(Work task):
Only one stretch of the records below should be repeated. It starts with the line containing "point(254, 73)" and goes on through the line containing "point(61, 260)", exactly as written.

(Data provided):
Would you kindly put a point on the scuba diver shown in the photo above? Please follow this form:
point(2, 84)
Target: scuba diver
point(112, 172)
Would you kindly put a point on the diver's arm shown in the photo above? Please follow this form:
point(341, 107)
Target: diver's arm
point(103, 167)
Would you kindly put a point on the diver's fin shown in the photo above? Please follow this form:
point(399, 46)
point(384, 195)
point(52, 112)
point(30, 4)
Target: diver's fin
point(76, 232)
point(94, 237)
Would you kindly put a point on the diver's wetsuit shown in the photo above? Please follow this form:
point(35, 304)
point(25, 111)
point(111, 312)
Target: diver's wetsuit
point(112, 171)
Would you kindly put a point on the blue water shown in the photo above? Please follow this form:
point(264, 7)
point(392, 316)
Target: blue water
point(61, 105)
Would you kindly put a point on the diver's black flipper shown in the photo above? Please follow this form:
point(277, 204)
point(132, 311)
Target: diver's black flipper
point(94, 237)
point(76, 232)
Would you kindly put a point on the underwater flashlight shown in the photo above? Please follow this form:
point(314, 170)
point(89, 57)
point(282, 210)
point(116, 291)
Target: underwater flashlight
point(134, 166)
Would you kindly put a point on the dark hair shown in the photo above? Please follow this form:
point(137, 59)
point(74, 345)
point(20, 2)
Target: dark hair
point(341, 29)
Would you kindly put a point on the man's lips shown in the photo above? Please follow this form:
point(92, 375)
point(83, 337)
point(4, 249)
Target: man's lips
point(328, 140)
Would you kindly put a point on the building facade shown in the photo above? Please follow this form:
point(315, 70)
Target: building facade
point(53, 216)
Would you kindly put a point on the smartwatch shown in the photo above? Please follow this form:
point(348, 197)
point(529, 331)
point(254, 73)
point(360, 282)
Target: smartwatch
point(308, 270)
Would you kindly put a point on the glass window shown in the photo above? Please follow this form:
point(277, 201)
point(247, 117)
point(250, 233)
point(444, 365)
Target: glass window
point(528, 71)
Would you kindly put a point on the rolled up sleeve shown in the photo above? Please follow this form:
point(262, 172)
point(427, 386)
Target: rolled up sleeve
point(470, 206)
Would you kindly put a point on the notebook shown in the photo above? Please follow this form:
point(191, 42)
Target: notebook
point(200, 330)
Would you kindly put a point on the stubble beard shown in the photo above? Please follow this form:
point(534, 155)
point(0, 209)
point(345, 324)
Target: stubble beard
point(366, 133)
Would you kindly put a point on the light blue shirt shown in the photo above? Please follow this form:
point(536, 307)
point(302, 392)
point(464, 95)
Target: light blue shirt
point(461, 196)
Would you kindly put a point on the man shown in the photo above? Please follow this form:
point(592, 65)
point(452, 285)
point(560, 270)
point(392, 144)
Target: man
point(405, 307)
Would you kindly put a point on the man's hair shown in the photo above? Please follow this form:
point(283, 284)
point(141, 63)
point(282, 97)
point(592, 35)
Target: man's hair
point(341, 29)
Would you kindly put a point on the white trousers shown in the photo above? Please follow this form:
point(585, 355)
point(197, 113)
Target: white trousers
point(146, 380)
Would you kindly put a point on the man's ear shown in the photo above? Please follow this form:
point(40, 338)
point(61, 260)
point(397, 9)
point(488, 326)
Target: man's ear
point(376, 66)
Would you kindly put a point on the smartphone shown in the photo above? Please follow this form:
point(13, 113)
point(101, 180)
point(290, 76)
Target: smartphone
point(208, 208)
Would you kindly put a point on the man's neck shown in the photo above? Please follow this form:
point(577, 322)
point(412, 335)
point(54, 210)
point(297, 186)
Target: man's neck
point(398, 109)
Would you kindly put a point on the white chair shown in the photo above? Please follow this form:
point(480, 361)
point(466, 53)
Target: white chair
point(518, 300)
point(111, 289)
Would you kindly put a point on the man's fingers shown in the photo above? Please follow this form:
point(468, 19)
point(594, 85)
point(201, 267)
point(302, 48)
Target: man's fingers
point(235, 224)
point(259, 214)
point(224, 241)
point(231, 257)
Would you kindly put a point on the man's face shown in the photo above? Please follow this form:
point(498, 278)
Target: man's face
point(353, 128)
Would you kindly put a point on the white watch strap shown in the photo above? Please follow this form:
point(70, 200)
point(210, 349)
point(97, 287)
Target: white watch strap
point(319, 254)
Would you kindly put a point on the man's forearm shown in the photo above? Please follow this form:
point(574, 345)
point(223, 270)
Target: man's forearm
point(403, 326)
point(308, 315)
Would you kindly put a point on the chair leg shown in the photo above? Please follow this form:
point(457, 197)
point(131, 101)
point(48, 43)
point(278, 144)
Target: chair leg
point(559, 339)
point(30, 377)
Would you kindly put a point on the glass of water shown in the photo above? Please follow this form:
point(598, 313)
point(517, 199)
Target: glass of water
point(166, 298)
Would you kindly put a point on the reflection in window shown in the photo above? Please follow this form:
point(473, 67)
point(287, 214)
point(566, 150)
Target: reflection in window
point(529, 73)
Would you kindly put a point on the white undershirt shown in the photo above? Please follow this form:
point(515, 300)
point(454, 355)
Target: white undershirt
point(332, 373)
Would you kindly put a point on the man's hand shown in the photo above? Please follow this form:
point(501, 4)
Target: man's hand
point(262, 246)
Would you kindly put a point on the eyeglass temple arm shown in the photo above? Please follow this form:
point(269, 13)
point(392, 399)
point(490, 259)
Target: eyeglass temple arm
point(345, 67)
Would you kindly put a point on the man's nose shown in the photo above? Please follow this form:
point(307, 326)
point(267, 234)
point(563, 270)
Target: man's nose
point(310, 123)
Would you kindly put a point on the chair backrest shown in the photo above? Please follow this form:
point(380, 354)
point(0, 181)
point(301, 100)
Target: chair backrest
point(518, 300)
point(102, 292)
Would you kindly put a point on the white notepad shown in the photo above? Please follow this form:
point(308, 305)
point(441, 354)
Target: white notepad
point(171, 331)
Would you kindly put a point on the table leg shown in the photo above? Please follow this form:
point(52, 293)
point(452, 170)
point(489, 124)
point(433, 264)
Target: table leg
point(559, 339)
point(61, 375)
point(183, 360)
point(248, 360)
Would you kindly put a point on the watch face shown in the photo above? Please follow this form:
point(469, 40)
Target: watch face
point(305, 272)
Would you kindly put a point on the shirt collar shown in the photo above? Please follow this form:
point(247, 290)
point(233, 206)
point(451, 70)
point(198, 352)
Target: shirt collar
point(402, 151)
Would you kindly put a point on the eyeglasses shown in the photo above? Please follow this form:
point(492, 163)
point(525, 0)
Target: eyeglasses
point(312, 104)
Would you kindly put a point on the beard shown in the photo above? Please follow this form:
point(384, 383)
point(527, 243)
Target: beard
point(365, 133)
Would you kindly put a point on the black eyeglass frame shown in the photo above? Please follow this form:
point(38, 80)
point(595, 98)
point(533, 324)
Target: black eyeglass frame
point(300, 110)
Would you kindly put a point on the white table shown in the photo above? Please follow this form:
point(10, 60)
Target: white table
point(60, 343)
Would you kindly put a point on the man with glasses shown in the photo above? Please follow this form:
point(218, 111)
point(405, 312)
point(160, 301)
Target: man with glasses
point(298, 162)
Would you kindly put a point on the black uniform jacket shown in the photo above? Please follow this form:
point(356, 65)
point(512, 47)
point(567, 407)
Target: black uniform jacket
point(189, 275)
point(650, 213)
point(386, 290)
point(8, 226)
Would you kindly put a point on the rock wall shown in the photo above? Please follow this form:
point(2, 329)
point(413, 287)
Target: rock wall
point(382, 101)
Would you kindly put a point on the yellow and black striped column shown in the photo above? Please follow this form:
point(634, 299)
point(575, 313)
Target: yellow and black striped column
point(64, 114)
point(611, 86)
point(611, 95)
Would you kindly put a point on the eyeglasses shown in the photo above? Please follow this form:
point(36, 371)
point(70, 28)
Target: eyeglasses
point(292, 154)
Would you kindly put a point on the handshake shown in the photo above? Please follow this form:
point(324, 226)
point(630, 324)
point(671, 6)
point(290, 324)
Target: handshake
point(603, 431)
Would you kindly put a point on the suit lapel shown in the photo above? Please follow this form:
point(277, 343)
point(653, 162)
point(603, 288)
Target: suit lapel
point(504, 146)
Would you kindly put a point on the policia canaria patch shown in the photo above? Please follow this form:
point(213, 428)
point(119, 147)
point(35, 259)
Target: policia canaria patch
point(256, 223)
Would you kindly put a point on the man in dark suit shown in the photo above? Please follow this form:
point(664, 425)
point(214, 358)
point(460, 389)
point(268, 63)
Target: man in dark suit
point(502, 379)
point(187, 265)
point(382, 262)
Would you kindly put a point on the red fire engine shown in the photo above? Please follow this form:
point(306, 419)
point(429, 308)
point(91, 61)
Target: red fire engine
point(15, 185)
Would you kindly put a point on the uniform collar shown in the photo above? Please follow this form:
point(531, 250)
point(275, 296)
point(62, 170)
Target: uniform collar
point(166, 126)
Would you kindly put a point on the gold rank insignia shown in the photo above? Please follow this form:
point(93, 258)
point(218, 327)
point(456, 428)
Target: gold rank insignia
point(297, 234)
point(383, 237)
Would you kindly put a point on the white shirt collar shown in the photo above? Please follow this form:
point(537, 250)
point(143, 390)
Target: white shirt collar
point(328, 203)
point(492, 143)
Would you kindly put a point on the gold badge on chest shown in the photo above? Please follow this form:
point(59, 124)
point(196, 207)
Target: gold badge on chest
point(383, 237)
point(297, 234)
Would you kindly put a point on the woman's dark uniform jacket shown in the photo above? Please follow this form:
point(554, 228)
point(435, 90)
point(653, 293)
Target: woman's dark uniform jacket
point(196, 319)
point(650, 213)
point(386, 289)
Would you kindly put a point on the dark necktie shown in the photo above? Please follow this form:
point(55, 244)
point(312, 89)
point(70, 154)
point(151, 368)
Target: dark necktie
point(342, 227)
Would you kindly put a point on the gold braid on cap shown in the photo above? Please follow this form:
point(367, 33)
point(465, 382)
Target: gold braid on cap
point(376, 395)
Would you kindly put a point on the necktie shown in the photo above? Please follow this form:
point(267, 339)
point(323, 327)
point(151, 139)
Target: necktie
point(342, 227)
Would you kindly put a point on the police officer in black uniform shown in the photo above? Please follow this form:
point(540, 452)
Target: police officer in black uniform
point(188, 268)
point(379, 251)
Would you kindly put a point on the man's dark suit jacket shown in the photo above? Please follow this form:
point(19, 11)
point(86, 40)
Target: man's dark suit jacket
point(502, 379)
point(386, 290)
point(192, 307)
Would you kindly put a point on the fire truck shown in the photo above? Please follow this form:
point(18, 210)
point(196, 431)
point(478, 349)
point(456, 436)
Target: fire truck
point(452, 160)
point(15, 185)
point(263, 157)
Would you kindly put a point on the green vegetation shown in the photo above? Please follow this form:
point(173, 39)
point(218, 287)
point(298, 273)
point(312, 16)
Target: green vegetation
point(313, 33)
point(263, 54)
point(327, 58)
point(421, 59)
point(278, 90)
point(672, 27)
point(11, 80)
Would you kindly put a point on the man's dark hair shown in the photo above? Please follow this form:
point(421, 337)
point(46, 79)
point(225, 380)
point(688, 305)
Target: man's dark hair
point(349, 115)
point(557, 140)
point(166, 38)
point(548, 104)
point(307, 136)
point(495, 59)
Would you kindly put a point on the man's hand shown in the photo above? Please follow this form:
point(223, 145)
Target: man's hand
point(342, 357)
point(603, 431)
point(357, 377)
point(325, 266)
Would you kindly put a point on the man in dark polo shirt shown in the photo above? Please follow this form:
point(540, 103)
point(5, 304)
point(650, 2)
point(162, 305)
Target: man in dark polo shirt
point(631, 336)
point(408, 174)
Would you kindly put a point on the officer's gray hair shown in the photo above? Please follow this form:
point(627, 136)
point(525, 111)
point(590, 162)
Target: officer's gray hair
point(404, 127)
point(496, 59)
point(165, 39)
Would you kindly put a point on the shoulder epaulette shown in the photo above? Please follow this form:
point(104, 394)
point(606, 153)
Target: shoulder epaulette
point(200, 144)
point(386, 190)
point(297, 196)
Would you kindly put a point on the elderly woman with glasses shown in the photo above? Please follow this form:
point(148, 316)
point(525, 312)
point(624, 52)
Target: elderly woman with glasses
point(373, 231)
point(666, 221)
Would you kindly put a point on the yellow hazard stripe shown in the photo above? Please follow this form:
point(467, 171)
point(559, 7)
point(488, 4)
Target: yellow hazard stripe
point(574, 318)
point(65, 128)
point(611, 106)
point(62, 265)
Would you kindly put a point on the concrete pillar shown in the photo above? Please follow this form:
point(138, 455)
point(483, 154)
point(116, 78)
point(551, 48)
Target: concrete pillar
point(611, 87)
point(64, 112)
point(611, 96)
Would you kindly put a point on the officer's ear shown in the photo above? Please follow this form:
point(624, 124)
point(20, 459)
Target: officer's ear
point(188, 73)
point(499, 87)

(Problem solution):
point(254, 73)
point(360, 282)
Target: smartwatch
point(308, 270)
Would you kindly put a point on the glass window shown in the photo above? Please follow this form:
point(277, 201)
point(247, 117)
point(250, 233)
point(444, 365)
Target: glass window
point(528, 71)
Would you kindly put a point on the rolled up sleeve shown in the photo above? Please follow this form:
point(262, 172)
point(427, 386)
Target: rolled up sleeve
point(470, 206)
Would you kindly put a point on the notebook shown in the photo above? Please follow this form:
point(191, 42)
Target: notebook
point(200, 330)
Would you kindly put a point on the stubble beard shown in the photo above? Please follow this form:
point(534, 155)
point(0, 209)
point(345, 324)
Target: stubble beard
point(366, 133)
Would you kindly put a point on the light blue shirt shown in the photo above? Please follow this form:
point(536, 307)
point(302, 392)
point(464, 95)
Target: light blue shirt
point(461, 196)
Would you kindly put a point on the man shown in the photo above? Please follow this form:
point(592, 65)
point(452, 285)
point(560, 270)
point(392, 144)
Target: man
point(405, 307)
Would you kindly put a point on the man's hair shown in the photo above? Please follow this form:
point(283, 284)
point(141, 63)
point(282, 97)
point(592, 35)
Target: man's hair
point(341, 29)
Would you kindly put a point on the white trousers shown in the photo above? Please follow this form:
point(585, 355)
point(197, 113)
Target: white trousers
point(146, 380)
Would you kindly put a point on the man's ear shown in the photo above? Please follow this form:
point(40, 338)
point(61, 260)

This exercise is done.